_WHAT TO PRODUCE_
Give the lines again exactly as they appear, from the first line of the listing through the line containing "of the gators", and omit every picture.

* * * *

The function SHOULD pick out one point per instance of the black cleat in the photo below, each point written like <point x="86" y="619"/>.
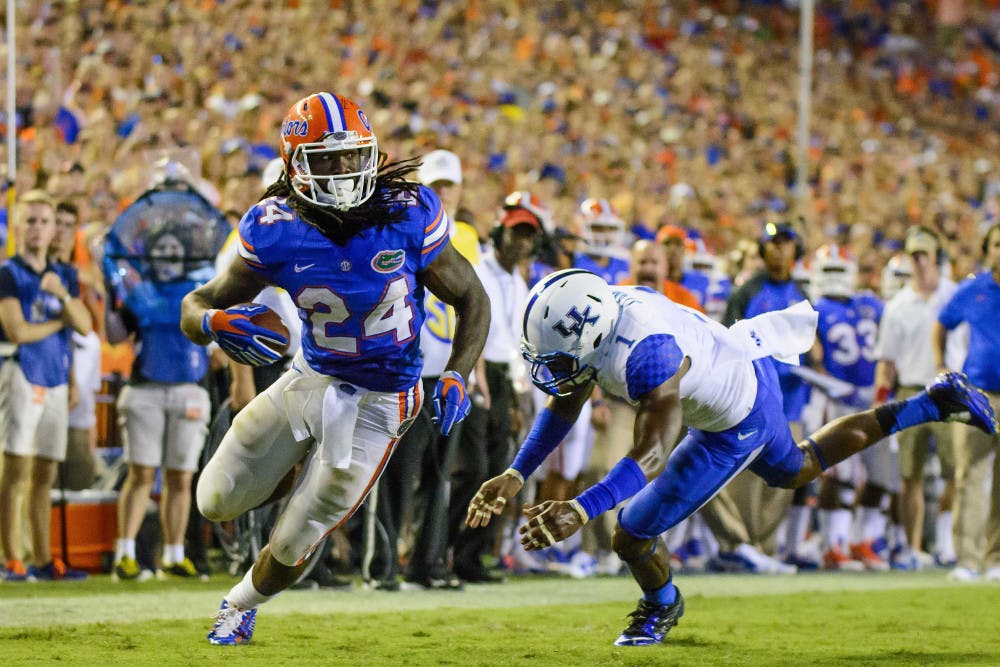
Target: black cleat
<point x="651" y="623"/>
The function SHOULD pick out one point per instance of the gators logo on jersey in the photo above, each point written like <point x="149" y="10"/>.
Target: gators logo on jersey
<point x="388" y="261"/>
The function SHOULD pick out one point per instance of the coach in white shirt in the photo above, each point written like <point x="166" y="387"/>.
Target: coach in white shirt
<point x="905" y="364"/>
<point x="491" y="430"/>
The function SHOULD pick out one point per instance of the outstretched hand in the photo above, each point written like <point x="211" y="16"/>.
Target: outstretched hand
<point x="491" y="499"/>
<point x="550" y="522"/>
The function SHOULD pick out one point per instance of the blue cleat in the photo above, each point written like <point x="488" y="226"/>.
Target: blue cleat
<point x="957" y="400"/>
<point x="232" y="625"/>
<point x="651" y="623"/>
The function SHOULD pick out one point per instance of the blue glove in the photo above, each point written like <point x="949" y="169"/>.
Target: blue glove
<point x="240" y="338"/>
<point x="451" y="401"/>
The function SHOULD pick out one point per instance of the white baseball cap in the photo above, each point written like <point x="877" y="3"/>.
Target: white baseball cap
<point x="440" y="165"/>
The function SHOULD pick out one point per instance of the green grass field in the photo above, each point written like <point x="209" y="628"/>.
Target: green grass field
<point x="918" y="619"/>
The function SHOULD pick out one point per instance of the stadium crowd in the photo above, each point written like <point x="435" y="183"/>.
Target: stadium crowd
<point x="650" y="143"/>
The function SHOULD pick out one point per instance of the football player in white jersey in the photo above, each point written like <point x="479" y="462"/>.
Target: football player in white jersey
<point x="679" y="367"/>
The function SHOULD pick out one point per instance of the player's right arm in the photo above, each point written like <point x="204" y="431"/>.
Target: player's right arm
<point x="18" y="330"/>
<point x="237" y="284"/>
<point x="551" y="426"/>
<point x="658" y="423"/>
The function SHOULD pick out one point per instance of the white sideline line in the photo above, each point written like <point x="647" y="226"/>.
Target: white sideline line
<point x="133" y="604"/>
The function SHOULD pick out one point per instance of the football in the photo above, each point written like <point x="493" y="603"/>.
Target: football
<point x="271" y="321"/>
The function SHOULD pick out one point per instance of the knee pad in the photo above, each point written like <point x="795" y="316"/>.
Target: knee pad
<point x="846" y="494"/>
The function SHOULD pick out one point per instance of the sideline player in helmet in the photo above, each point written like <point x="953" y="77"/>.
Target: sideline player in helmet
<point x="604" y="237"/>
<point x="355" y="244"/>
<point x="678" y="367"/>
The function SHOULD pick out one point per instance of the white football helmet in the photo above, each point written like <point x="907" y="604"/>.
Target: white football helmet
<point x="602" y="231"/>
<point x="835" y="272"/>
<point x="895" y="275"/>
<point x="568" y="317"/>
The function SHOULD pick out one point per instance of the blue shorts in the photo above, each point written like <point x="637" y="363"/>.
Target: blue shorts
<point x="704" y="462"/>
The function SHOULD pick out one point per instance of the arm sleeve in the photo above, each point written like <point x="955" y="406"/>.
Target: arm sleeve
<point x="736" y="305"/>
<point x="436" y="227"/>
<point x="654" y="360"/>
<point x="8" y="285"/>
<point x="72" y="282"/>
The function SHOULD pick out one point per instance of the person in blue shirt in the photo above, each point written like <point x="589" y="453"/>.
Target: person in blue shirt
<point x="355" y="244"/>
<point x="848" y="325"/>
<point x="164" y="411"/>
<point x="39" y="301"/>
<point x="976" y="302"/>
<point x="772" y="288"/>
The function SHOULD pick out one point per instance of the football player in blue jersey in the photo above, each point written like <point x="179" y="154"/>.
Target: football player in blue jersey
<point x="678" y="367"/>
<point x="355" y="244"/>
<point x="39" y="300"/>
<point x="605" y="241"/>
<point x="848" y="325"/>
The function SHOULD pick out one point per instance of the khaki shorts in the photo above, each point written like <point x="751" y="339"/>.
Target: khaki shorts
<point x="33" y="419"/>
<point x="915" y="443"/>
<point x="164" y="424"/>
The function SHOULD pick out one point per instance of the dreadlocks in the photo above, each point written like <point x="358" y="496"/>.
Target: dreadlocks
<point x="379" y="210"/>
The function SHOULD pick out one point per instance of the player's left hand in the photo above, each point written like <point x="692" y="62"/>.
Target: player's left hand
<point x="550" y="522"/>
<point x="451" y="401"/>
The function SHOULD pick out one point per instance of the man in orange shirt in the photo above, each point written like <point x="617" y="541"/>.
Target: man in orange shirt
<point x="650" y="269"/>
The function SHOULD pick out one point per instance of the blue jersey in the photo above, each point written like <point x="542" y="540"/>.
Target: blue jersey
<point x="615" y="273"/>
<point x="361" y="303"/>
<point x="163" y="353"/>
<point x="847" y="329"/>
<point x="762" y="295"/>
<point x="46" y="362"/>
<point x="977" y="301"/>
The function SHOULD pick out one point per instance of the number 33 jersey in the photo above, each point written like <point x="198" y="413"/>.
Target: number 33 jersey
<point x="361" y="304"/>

* * * *

_ANSWER TO THE EXERCISE_
The function SHOULD pick out one point per instance of the black cleat in the photo below, each point written like <point x="86" y="619"/>.
Target: black cleat
<point x="651" y="623"/>
The function SHOULD pick out one point per instance of the gators logo on jersey in the photo above, each point written like <point x="149" y="10"/>.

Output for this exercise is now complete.